Travail demandé:
a) Recopiez le passage du texte fourni qui commence par « Les maisonnées en » et se poursuit jusqu’à « compter plusieurs unités. ».
b) Répondez brièvement à ces questions sur le texte fourni :
(i) Environ combien d’interventions non médicamenteuses sont utilisées dans le réseau ?
(ii) Quel est le nom de la philosophie du soin mentionnée ?
(iii) Environ combien de résidents chaque maisonnée regroupe-t-elle ?

Texte fourni:
• • • • •

Pr Antoine Piau - Les interventions non médicamenteuses jouent un rôle clé dans l’amélioration du bien-être des personnes malades même à des stades avancés. Parmi ces interventions, on trouve le concept de stimulation sensorielle (l’ouïe, l’odorat, la vue, le goût et le toucher) pour créer une ambiance apaisante et améliorer les troubles du comportement, des dispositifs comme le chariot flash, une version portable du Snoezelen (pièce de stimulation sensorielle présente dans de nombreux établissements), ou encore des jeux vidéo améliorés et adaptés pour travailler la coordination ou stimuler l’activité physique.

D’autres thérapies complémentaires, telles que la musicothérapie, la zoothérapie et l’art thérapie, sont également utilisées. Ces interventions sont classées selon leur impact sur les fonctions (motrices ou cognitives) et doivent être validées scientifiquement pour garantir leur efficacité et innocuité. Il y a environ une trentaine d’interventions non médicamenteuses utilisées dans notre réseau, et ce nombre évolue constamment car nous intégrons continuellement les nouvelles avancées scientifiques et les succès observés sur le terrain.

Les interventions non médicamenteuses sont partie intégrante de notre philosophie du soin, le Positive Care, qui consiste à prendre en charge une personne, et non une maladie, de manière personnalisée et en limitant la iatrogénie*. Elles permettent d’éviter les psychotropes et autres contraintes physiques ou chimiques.

Pr Antoine Piau Directeur médical, éthique et innovation en santé du groupe Clariane

*La iatrogénie médicamenteuse désigne l’ensemble des effets indésirables provoqués par la prise d’un ou plusieurs médicaments

Les maisonnées en EHPAD sont-elles une solution pour améliorer la qualité de vie des résidents ?

Les maisonnées sont des unités de vie inspirées du modèle hollandais, où le personnel s’adapte au rythme des résidents. Par exemple, si un résident préfère prendre son petit-déjeuner à 10 heures plutôt qu’à 7 heures, cela peut être organisé. Nous en avons mis en place dans certains de nos établissements Korian en France. Chaque maisonnée regroupe environ 10 à 12 résidents, et un établissement peut compter plusieurs unités.

• • • • •

Extraits de données:
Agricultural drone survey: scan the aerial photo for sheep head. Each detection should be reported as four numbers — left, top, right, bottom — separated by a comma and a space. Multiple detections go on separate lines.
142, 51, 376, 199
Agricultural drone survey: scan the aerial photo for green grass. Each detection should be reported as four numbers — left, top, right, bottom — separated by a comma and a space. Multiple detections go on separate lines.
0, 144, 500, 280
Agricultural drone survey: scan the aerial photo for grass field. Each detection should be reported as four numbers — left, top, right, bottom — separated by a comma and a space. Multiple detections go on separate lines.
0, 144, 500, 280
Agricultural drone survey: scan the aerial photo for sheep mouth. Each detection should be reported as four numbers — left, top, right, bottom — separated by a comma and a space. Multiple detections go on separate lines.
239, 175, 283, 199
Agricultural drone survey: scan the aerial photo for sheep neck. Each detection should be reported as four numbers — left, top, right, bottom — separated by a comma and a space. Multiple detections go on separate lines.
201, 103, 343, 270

• • • • •

Résultats par tâche:
a)
Les maisonnées en EHPAD sont-elles une solution pour améliorer la qualité de vie des résidents ?

Les maisonnées sont des unités de vie inspirées du modèle hollandais, où le personnel s’adapte au rythme des résidents. Par exemple, si un résident préfère prendre son petit-déjeuner à 10 heures plutôt qu’à 7 heures, cela peut être organisé. Nous en avons mis en place dans certains de nos établissements Korian en France. Chaque maisonnée regroupe environ 10 à 12 résidents, et un établissement peut compter plusieurs unités.

b)
(i) Environ une trentaine.
(ii) Le Positive Care.
(iii) Environ 10 à 12 résidents.